» What you have to do
Would you return every line of the listing below that has "dark" in it?

» Supplied records
════
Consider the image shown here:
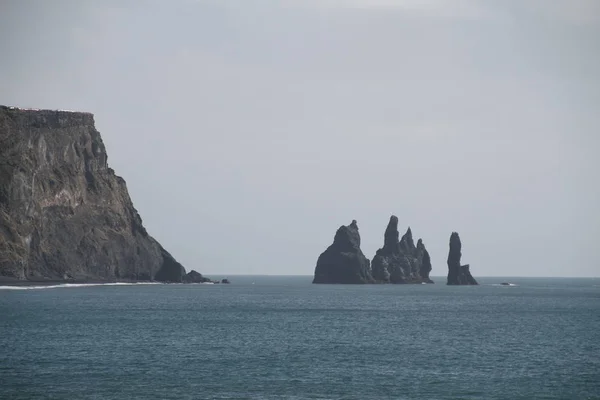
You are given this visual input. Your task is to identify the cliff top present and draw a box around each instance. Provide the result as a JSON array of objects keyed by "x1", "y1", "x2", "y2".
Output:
[
  {"x1": 0, "y1": 105, "x2": 95, "y2": 129},
  {"x1": 1, "y1": 105, "x2": 93, "y2": 115}
]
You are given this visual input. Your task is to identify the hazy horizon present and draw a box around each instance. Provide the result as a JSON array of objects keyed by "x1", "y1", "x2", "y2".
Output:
[{"x1": 1, "y1": 0, "x2": 598, "y2": 277}]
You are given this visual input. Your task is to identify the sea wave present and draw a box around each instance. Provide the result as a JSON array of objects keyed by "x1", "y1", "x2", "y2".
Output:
[{"x1": 0, "y1": 282, "x2": 163, "y2": 290}]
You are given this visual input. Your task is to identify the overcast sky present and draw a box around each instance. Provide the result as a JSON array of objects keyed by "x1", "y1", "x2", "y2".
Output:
[{"x1": 1, "y1": 0, "x2": 598, "y2": 277}]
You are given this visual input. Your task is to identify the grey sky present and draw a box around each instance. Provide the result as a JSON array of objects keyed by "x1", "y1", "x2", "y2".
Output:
[{"x1": 1, "y1": 0, "x2": 598, "y2": 277}]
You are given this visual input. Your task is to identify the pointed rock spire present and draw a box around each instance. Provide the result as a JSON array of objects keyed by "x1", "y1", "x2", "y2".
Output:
[
  {"x1": 446, "y1": 232, "x2": 478, "y2": 285},
  {"x1": 400, "y1": 226, "x2": 415, "y2": 252},
  {"x1": 383, "y1": 215, "x2": 399, "y2": 249}
]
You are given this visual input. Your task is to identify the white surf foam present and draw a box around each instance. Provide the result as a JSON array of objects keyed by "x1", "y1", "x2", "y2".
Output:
[
  {"x1": 0, "y1": 282, "x2": 162, "y2": 290},
  {"x1": 488, "y1": 283, "x2": 519, "y2": 287}
]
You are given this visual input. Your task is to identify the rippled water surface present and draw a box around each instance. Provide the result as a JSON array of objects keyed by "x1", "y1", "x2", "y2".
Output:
[{"x1": 1, "y1": 276, "x2": 599, "y2": 399}]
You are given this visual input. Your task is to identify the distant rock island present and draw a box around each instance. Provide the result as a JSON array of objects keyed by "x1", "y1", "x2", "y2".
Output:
[
  {"x1": 313, "y1": 216, "x2": 435, "y2": 284},
  {"x1": 313, "y1": 220, "x2": 374, "y2": 284},
  {"x1": 371, "y1": 216, "x2": 433, "y2": 284},
  {"x1": 446, "y1": 232, "x2": 478, "y2": 285},
  {"x1": 0, "y1": 106, "x2": 209, "y2": 284},
  {"x1": 313, "y1": 217, "x2": 479, "y2": 285}
]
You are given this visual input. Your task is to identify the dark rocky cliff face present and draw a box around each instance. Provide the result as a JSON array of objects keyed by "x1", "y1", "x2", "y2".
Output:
[
  {"x1": 371, "y1": 216, "x2": 434, "y2": 284},
  {"x1": 312, "y1": 220, "x2": 374, "y2": 284},
  {"x1": 0, "y1": 106, "x2": 188, "y2": 282},
  {"x1": 446, "y1": 232, "x2": 478, "y2": 285}
]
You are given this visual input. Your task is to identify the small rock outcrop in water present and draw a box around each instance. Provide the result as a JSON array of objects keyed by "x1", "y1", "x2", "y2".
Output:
[
  {"x1": 371, "y1": 216, "x2": 434, "y2": 284},
  {"x1": 183, "y1": 270, "x2": 213, "y2": 283},
  {"x1": 0, "y1": 106, "x2": 203, "y2": 283},
  {"x1": 446, "y1": 232, "x2": 478, "y2": 285},
  {"x1": 313, "y1": 220, "x2": 374, "y2": 284}
]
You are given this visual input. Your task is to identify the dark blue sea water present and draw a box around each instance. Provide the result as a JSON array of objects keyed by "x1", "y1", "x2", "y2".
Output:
[{"x1": 1, "y1": 276, "x2": 599, "y2": 400}]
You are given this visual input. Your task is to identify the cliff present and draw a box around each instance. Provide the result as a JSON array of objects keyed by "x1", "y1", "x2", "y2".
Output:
[
  {"x1": 0, "y1": 106, "x2": 189, "y2": 282},
  {"x1": 446, "y1": 232, "x2": 478, "y2": 285},
  {"x1": 371, "y1": 216, "x2": 434, "y2": 284},
  {"x1": 312, "y1": 220, "x2": 374, "y2": 284}
]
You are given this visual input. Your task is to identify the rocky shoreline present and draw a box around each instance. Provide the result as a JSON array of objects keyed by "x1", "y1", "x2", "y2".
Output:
[{"x1": 0, "y1": 274, "x2": 231, "y2": 286}]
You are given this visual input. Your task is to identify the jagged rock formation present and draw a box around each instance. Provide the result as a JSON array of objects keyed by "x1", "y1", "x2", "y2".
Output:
[
  {"x1": 447, "y1": 232, "x2": 478, "y2": 285},
  {"x1": 312, "y1": 220, "x2": 374, "y2": 284},
  {"x1": 0, "y1": 106, "x2": 195, "y2": 283},
  {"x1": 371, "y1": 215, "x2": 434, "y2": 284}
]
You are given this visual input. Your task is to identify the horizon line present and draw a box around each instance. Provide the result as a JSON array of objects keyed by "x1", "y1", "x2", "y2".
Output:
[{"x1": 201, "y1": 274, "x2": 600, "y2": 279}]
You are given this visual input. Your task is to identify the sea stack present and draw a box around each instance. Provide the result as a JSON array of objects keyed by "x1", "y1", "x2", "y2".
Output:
[
  {"x1": 371, "y1": 215, "x2": 434, "y2": 284},
  {"x1": 312, "y1": 220, "x2": 374, "y2": 284},
  {"x1": 0, "y1": 106, "x2": 195, "y2": 283},
  {"x1": 446, "y1": 232, "x2": 478, "y2": 285}
]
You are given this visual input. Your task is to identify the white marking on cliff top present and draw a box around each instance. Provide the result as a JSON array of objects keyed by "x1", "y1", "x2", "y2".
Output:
[{"x1": 3, "y1": 106, "x2": 92, "y2": 114}]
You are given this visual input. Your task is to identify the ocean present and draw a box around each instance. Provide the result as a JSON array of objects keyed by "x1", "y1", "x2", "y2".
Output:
[{"x1": 1, "y1": 276, "x2": 599, "y2": 399}]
════
» Response for this exercise
You are given this visual input. Your task is to identify the dark rocky cliff face present and draw a box around each instance. Provide the result as a JSON array of objects keyed by "x1", "y1", "x2", "y2".
You are given this visual input. Your task is to identify the dark blue sea water present and draw a box around each instance. Provide the result as a JSON array of objects keyed by "x1", "y1", "x2", "y2".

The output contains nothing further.